SHORT TASK: In the entries below, reproduce word for word every line from the one containing "Exercise. Annotate the flag" through the one containing "x=24, y=295", including both of those lines.

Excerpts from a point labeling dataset

## Start

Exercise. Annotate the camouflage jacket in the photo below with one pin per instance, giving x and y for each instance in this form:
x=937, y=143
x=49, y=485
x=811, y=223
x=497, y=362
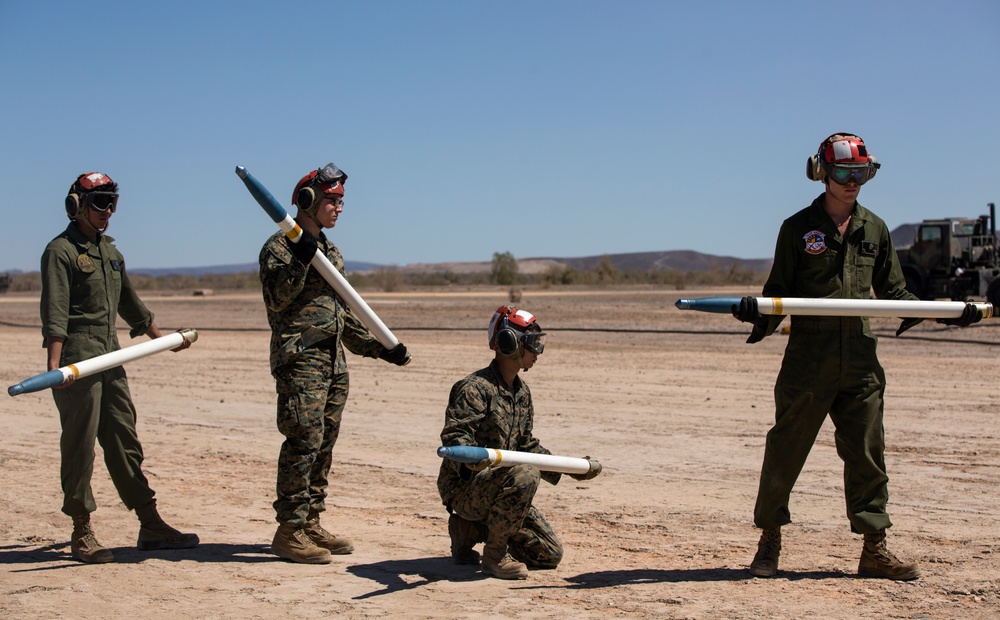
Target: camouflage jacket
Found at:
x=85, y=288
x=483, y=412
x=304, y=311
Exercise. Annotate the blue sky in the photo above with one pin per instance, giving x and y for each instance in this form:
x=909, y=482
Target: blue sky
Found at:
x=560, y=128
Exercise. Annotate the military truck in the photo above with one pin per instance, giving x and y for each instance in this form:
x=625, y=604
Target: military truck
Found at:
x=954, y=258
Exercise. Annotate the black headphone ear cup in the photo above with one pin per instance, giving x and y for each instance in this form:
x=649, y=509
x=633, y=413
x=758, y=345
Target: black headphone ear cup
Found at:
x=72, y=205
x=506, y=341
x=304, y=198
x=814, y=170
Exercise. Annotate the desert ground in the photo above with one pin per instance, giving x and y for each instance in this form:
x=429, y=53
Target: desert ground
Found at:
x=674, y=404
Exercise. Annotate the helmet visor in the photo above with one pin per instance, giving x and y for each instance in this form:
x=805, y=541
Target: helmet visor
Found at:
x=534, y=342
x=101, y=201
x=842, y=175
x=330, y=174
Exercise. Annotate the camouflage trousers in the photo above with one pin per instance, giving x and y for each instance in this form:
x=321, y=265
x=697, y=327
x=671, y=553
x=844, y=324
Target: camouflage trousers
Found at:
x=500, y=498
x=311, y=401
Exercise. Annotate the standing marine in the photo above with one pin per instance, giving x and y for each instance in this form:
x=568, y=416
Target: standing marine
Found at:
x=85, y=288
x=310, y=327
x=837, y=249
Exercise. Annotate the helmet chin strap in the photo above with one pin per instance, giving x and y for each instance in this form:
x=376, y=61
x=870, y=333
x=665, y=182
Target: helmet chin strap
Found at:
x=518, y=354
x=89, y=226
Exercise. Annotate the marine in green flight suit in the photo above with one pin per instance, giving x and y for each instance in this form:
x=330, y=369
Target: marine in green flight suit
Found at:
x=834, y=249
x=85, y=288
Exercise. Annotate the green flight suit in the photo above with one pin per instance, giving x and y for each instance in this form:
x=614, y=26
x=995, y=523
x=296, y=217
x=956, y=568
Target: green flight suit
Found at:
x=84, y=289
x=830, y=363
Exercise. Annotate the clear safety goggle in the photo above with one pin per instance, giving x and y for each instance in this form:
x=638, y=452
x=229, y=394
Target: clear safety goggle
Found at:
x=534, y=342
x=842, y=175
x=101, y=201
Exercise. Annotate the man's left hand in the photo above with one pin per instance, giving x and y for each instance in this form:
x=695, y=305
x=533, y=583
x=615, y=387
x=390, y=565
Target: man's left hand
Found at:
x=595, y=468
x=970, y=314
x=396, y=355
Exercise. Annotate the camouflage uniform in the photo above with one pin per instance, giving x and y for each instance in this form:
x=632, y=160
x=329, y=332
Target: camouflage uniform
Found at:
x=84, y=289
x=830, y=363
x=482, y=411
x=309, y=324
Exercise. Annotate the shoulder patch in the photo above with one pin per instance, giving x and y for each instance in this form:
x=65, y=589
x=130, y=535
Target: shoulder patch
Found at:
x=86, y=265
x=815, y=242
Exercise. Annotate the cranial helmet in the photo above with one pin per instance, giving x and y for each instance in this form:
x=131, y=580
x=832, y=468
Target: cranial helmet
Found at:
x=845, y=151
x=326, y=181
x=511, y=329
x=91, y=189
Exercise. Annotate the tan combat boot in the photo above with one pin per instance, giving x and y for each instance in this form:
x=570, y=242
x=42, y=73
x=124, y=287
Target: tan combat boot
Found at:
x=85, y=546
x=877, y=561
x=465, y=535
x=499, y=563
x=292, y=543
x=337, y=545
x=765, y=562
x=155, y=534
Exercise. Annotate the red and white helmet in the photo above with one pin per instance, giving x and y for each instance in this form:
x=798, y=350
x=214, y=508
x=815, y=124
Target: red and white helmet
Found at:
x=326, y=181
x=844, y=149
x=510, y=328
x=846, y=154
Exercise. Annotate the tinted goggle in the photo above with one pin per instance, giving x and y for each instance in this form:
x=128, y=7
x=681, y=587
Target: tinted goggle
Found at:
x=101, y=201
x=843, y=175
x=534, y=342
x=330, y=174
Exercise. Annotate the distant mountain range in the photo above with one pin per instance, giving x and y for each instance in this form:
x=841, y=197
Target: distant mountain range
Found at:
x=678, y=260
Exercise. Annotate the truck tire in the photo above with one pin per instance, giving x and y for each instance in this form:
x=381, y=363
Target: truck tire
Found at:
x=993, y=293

## End
## Start

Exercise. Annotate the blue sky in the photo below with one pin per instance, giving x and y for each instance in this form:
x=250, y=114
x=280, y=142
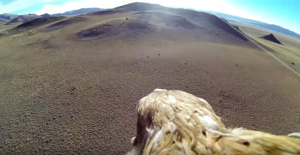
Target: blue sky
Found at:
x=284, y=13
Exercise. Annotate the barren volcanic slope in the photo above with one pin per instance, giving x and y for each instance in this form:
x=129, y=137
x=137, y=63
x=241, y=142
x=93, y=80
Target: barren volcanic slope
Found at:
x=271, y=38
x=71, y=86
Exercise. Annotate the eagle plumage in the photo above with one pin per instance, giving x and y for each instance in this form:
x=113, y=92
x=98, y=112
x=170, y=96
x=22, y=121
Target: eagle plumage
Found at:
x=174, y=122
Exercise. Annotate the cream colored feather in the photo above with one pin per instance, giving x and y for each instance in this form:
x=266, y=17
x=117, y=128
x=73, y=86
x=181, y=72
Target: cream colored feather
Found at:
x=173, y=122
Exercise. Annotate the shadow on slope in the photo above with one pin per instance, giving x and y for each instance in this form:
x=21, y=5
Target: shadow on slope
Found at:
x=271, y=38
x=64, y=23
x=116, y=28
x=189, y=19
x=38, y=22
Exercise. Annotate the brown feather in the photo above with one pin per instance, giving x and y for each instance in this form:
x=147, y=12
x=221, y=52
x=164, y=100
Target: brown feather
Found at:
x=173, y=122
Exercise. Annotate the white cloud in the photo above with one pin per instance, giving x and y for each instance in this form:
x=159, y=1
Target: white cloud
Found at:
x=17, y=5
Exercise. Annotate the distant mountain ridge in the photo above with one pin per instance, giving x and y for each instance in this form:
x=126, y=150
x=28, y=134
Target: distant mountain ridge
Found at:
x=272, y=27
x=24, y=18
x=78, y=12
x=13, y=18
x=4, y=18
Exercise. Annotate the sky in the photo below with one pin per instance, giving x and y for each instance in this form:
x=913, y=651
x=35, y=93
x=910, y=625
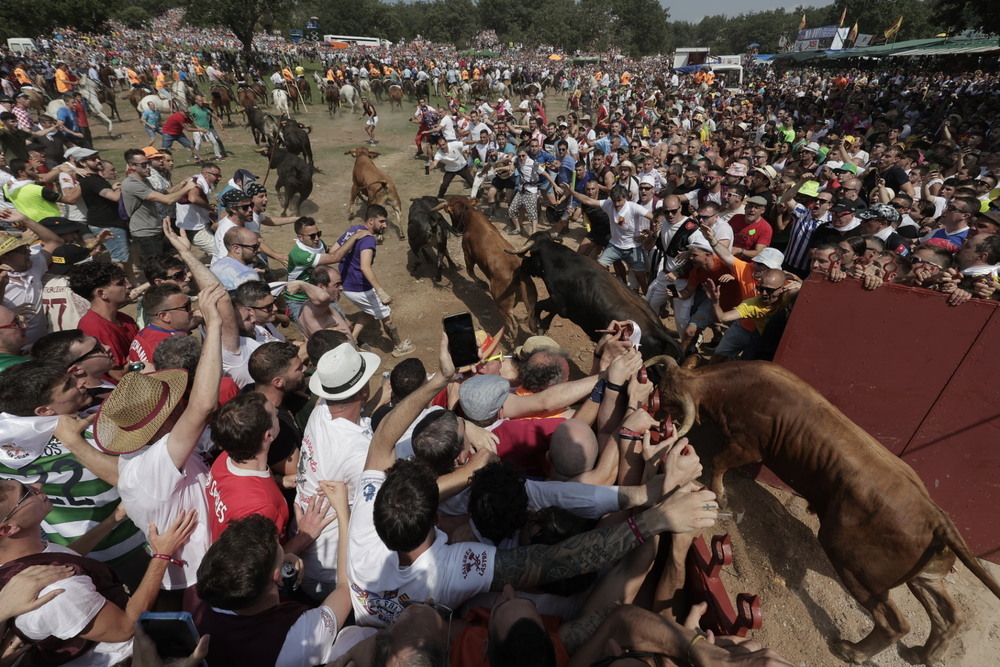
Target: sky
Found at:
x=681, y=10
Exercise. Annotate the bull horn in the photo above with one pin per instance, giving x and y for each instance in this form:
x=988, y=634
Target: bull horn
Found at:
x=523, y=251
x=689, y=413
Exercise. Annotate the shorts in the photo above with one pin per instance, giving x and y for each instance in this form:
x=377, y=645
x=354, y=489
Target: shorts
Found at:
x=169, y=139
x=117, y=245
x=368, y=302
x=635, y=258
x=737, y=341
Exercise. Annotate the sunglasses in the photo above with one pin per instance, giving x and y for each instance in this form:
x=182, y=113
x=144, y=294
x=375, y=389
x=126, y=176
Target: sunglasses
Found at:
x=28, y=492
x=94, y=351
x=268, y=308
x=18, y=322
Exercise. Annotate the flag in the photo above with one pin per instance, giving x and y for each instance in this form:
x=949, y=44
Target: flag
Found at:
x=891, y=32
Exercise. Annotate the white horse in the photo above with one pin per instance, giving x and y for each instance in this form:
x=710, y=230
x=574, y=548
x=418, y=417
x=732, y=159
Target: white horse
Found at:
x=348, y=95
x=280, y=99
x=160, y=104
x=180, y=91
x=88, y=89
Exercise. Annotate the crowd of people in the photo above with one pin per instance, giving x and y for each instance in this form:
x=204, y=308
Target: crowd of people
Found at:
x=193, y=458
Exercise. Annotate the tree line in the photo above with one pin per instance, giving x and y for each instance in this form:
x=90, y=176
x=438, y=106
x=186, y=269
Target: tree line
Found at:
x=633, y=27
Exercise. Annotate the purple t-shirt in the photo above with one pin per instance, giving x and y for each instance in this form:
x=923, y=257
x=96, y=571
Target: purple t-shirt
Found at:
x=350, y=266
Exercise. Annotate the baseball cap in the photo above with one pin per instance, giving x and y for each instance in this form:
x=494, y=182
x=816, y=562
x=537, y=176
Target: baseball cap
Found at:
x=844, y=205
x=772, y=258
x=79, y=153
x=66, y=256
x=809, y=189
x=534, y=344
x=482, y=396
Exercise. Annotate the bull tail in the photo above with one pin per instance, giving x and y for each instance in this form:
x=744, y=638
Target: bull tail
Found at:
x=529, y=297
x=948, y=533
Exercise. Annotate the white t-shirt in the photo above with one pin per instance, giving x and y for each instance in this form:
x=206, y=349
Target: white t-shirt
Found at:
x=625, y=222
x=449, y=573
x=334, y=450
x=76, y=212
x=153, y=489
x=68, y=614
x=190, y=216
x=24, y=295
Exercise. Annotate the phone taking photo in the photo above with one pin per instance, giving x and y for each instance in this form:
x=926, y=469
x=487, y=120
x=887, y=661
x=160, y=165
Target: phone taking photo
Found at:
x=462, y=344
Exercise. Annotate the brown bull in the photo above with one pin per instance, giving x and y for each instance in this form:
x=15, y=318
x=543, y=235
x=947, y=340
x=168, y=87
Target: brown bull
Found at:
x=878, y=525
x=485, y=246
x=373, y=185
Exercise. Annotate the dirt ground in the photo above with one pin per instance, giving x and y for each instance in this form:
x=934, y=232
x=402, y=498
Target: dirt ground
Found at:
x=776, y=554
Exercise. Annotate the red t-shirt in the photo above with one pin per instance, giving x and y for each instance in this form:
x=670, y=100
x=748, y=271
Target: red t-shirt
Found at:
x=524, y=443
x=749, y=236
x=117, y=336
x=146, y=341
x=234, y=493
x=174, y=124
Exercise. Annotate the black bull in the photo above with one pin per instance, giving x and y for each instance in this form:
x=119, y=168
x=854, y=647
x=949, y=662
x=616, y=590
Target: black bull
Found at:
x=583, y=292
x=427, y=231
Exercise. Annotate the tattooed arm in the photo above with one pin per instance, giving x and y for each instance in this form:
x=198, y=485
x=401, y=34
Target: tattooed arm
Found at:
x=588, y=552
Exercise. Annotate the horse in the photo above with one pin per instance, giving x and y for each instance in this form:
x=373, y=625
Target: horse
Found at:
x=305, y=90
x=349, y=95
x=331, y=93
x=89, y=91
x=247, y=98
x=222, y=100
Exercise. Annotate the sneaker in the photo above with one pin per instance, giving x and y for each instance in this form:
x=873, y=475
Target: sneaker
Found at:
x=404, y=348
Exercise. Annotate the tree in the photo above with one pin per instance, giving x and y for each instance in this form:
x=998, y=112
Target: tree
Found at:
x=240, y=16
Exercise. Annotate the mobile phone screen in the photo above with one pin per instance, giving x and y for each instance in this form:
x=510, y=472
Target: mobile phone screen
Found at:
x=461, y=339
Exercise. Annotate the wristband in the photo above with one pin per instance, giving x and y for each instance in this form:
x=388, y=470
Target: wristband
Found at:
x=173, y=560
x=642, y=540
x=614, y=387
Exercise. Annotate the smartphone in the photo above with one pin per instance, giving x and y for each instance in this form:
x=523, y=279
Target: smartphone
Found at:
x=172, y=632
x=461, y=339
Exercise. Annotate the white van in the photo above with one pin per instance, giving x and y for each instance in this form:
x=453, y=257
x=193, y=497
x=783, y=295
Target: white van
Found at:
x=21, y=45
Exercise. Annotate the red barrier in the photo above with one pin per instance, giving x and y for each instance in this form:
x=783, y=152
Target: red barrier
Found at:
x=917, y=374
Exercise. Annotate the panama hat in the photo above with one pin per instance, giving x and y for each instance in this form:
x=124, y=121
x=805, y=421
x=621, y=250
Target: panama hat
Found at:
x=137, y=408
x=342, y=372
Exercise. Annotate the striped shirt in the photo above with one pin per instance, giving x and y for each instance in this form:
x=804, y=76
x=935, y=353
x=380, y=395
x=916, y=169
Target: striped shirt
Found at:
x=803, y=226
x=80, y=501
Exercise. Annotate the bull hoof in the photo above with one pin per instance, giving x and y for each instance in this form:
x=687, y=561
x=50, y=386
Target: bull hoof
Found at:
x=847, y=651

## End

EXERCISE SOLUTION:
Exercise. Annotate the flag in the photo above with one pin per instance, giving x and y for each instance in this form:
x=949, y=44
Target: flag
Found at:
x=891, y=32
Exercise. Annotate the white horse in the photo above with one pin per instance, giving x and y for each instance in this form:
x=710, y=230
x=574, y=548
x=418, y=417
x=732, y=159
Target: white horse
Found at:
x=348, y=95
x=280, y=99
x=160, y=104
x=180, y=91
x=88, y=89
Exercise. Annotate the crowd of people in the photo above with one pin per instance, giving x and y for each instance in this form:
x=204, y=308
Target: crowd of people
Found at:
x=193, y=458
Exercise. Annotate the tree line in the photo above with one pin per instance, giving x and y for each instance in this form:
x=90, y=176
x=438, y=106
x=186, y=269
Target: tree line
Found at:
x=633, y=27
Exercise. Annotate the purple t-shirt in the photo above with one pin per instance, giving x and y for each instance in this form:
x=923, y=257
x=96, y=571
Target: purple t-shirt
Found at:
x=350, y=266
Exercise. Annotate the baseball cap in the photo above with one pin per instance, giving x and y for each instance in this form:
x=494, y=182
x=816, y=562
x=537, y=176
Target: baseball cap
Found at:
x=844, y=205
x=772, y=258
x=79, y=153
x=66, y=256
x=809, y=189
x=534, y=344
x=482, y=396
Exercise. Annotate the bull tail in the photo above with one pin per instance, giving x and y for each instance in this form:
x=744, y=638
Target: bull tail
Found at:
x=529, y=297
x=948, y=533
Exercise. Annotate the white t-shirt in the photo above with one pin per instance, giving x and y for each instance in this form:
x=206, y=349
Target: white t-shirt
Found at:
x=625, y=222
x=449, y=573
x=334, y=450
x=76, y=212
x=153, y=489
x=68, y=614
x=190, y=216
x=24, y=295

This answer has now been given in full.